### [REQUIRED WORK]
Count the rows below that contain the string "bridge", with case counting, and reply with the number alone.

### [DATA FOR THE TASK]
----
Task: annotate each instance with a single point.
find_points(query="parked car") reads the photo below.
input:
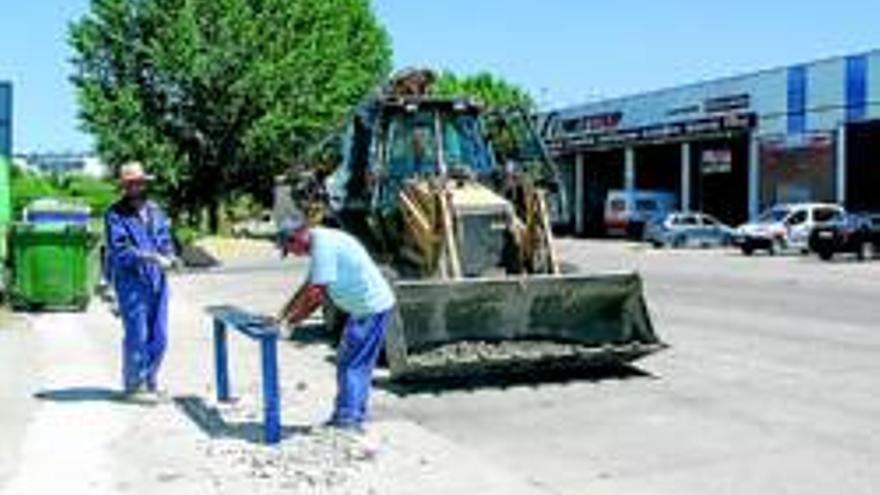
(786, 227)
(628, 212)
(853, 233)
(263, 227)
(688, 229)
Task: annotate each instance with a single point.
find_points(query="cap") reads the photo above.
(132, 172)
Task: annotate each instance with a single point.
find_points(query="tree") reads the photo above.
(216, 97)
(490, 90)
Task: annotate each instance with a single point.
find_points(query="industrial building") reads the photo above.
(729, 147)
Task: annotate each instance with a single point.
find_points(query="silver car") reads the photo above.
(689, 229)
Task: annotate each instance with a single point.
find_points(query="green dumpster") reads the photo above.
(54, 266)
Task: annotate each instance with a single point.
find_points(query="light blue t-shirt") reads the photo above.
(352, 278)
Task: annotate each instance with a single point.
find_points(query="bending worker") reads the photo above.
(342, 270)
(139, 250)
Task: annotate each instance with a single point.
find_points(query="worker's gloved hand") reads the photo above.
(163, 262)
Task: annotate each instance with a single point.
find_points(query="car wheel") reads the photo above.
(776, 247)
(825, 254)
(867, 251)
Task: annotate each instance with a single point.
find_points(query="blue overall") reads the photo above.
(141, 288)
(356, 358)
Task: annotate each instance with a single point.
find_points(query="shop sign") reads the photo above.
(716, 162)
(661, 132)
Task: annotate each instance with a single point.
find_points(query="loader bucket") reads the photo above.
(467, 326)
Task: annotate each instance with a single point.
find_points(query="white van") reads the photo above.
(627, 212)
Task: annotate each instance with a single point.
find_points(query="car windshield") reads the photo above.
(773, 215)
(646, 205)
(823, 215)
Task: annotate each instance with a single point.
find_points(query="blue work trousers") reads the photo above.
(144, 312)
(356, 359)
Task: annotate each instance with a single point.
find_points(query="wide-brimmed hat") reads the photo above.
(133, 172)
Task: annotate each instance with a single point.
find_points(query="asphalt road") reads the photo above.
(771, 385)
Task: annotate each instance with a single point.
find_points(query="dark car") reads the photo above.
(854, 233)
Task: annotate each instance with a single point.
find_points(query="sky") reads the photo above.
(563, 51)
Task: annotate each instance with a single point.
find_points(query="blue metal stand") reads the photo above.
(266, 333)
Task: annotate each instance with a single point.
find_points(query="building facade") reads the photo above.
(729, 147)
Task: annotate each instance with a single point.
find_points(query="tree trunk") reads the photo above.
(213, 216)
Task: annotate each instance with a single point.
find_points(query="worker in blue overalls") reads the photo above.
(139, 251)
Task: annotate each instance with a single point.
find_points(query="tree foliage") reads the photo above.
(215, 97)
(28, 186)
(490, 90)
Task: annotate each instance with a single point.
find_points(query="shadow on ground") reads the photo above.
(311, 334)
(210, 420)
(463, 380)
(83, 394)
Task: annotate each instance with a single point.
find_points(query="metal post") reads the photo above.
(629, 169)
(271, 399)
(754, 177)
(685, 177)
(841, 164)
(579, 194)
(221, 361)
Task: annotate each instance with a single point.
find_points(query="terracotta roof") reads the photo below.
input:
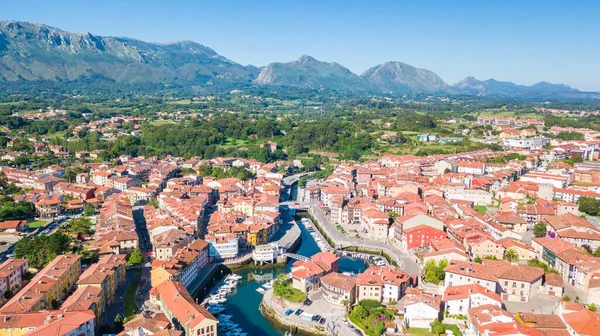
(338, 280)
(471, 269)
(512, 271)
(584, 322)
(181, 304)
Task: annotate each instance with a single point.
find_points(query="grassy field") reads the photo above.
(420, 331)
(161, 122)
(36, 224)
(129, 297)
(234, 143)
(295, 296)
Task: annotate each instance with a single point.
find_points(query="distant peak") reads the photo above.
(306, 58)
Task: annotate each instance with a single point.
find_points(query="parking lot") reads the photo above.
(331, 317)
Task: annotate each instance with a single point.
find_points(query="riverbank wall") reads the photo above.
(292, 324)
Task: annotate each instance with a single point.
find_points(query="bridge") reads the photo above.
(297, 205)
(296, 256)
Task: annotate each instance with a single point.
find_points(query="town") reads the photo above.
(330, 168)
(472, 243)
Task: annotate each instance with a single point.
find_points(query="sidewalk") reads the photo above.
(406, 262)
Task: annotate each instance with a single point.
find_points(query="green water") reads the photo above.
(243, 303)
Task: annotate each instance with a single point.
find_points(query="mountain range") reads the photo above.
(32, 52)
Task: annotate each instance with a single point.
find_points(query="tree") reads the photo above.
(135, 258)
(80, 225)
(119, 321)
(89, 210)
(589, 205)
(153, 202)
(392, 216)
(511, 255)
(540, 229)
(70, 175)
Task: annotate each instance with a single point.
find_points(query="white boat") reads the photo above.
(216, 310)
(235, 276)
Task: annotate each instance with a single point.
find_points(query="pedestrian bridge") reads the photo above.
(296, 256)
----
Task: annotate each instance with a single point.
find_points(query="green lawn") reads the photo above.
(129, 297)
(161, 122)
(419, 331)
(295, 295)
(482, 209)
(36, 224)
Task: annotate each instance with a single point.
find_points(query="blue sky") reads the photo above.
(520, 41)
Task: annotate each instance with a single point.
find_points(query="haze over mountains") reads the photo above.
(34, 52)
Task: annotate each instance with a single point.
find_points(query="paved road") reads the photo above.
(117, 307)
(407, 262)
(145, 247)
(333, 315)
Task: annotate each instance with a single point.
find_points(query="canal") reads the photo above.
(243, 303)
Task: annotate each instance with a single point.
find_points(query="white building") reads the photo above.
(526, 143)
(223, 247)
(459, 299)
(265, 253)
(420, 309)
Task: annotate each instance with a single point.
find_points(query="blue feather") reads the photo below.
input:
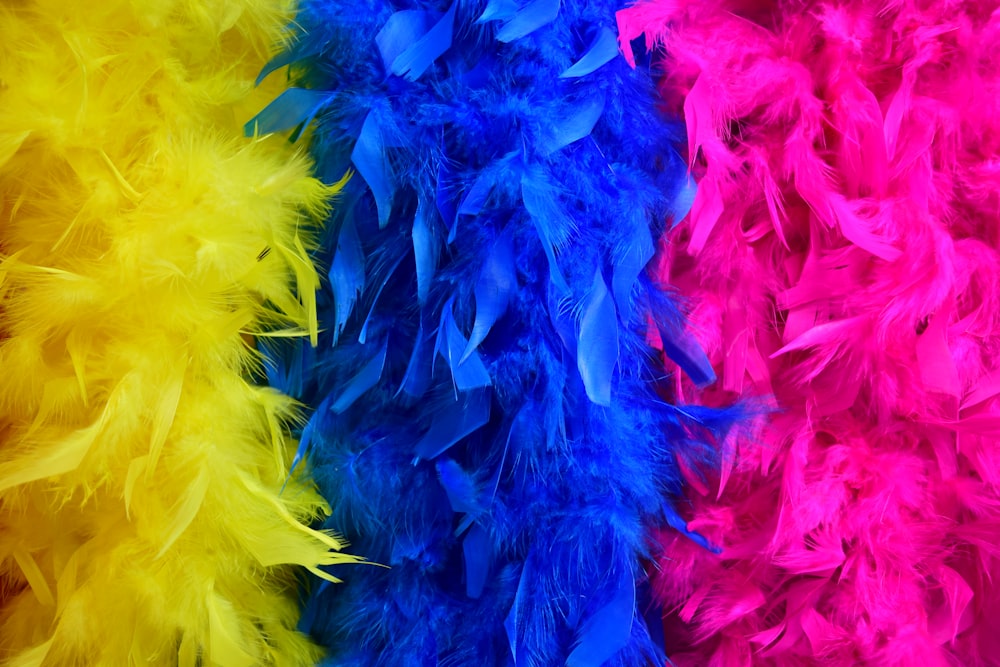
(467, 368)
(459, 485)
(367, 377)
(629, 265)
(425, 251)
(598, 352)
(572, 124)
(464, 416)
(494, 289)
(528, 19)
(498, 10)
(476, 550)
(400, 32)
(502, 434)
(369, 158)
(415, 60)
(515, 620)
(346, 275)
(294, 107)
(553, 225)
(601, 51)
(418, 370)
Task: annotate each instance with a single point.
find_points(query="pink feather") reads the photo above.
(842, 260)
----
### [PROBLEM SOLUTION]
2